→ **Data excerpts**:
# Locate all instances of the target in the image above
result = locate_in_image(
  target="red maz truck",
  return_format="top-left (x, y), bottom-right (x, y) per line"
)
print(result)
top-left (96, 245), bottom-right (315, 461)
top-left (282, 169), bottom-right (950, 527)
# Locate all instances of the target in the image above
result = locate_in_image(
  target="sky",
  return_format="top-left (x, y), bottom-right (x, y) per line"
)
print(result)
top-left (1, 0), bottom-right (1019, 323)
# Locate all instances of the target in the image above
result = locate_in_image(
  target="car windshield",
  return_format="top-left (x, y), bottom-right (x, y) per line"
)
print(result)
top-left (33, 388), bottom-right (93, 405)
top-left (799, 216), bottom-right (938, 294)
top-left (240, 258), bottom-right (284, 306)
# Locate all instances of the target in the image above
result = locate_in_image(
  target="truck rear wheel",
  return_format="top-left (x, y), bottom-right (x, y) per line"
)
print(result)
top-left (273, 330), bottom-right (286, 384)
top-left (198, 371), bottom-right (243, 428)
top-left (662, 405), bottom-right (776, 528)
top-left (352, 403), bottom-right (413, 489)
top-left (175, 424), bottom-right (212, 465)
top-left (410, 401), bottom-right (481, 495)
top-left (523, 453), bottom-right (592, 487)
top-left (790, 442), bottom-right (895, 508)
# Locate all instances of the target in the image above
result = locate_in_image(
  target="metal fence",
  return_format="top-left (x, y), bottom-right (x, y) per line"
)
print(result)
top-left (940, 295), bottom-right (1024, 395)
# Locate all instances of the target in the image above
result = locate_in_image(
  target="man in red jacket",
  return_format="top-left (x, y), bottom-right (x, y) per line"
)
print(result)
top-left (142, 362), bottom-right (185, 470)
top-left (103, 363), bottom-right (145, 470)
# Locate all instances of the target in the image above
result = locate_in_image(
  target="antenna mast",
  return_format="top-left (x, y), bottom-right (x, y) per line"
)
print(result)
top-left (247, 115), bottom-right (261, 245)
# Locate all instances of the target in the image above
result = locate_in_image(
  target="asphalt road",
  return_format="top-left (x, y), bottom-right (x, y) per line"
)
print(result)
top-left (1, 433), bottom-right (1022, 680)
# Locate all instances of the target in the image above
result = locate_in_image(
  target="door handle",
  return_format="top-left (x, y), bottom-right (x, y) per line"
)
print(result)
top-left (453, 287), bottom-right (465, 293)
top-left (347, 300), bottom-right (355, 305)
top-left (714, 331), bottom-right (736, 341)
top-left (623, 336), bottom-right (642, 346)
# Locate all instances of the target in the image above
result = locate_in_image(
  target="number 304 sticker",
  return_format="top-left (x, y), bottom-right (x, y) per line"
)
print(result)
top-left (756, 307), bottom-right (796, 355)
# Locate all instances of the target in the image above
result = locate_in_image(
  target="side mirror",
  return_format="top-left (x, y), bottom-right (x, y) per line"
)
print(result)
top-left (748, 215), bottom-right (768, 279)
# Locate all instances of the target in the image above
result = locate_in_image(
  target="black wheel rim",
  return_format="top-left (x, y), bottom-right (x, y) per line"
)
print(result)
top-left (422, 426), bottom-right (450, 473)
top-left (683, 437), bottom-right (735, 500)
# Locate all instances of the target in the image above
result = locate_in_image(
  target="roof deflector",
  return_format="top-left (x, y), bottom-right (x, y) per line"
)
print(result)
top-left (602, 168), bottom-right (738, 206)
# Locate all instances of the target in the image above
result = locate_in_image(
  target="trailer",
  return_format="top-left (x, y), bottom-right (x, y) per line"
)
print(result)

→ **Task to complete**:
The complete listing, transcribed exactly, is the expected answer.

→ **Response to this exercise**:
# Locate all instances of the target in the image above
result = locate_in_image(
  target="red maz truck",
  return_format="top-left (x, y), bottom-right (x, y) per line"
)
print(result)
top-left (96, 245), bottom-right (315, 461)
top-left (282, 169), bottom-right (950, 527)
# Locate all instances of the target in the image above
result = locate_in_image(
  target="sky",
  return_format="top-left (x, y), bottom-right (x, y) per line"
)
print(result)
top-left (1, 0), bottom-right (1019, 323)
# Locate all instances of the target in the image above
result = locate_in_image(
  target="car windshield",
  return_format="top-left (x, y), bottom-right (x, y) per line"
)
print(result)
top-left (33, 388), bottom-right (93, 405)
top-left (799, 216), bottom-right (938, 294)
top-left (240, 258), bottom-right (284, 306)
# Locate all instances of the target in the image above
result = locate_in_image(
  target="truck rear wheel",
  return_format="top-left (x, y), bottom-right (x, y) per line"
)
print(result)
top-left (273, 330), bottom-right (286, 384)
top-left (198, 371), bottom-right (243, 428)
top-left (662, 405), bottom-right (776, 528)
top-left (352, 403), bottom-right (413, 489)
top-left (175, 424), bottom-right (212, 465)
top-left (410, 401), bottom-right (481, 495)
top-left (523, 453), bottom-right (592, 487)
top-left (790, 442), bottom-right (895, 508)
# Locate all instances of the target in the image above
result = locate_in_image(
  target="metal fence",
  return_format="top-left (x, y), bottom-right (x, y) per line"
)
print(result)
top-left (940, 295), bottom-right (1024, 395)
# Locate all instances of the target in the image above
result = locate_in_image(
  target="man in red jacket",
  return_format="top-left (x, y), bottom-right (x, y) per line"
)
print(result)
top-left (142, 362), bottom-right (185, 470)
top-left (103, 363), bottom-right (145, 470)
# Locate all instances of the target in the image above
result = locate_in_image(
  target="antenna mast",
  return_format="top-left (x, y), bottom-right (x, y) per line"
)
print(result)
top-left (247, 115), bottom-right (261, 245)
# Locate all instances of the target in the image above
result = locate_in_image(
  target="asphalt road",
  return_format="top-left (x, y), bottom-right (x, y) per line"
)
print(result)
top-left (1, 433), bottom-right (1022, 680)
# Locate all instances of the target in the image above
result = locate_in_image(
  target="door handle",
  return_format="top-left (x, y), bottom-right (x, y) per line"
)
print(result)
top-left (453, 287), bottom-right (465, 293)
top-left (347, 300), bottom-right (355, 305)
top-left (714, 331), bottom-right (736, 341)
top-left (623, 336), bottom-right (642, 346)
# Locate all instances of the target in the image above
result = locate_in_image(
  target="number 304 sticker",
  return_format="top-left (x, y), bottom-right (x, y) per line"
)
print(result)
top-left (756, 307), bottom-right (796, 355)
# Locate all instances of the target in the image above
result = locate_in_image(
  target="side mirror",
  return_format="top-left (x, y), bottom-right (x, y) per line"
)
print(result)
top-left (748, 215), bottom-right (768, 279)
# Locate all instances of the target in the image above
result = locate_in_image(
  target="black wheel rim",
  return_format="top-left (x, y), bottom-right (x, y) per line"
)
print(result)
top-left (422, 426), bottom-right (450, 473)
top-left (683, 437), bottom-right (735, 500)
# Locate all instances of the target in the image above
result = locate_in_image(
  target="roof deflector",
  return_format="top-left (x, y), bottom-right (x, y) per line"
)
print(result)
top-left (602, 168), bottom-right (738, 206)
# Locate all instances of the target in the image above
result = locate_in_image(
  target="trailer",
  return_format="top-left (x, y), bottom-right (x, y) per line"
)
print(result)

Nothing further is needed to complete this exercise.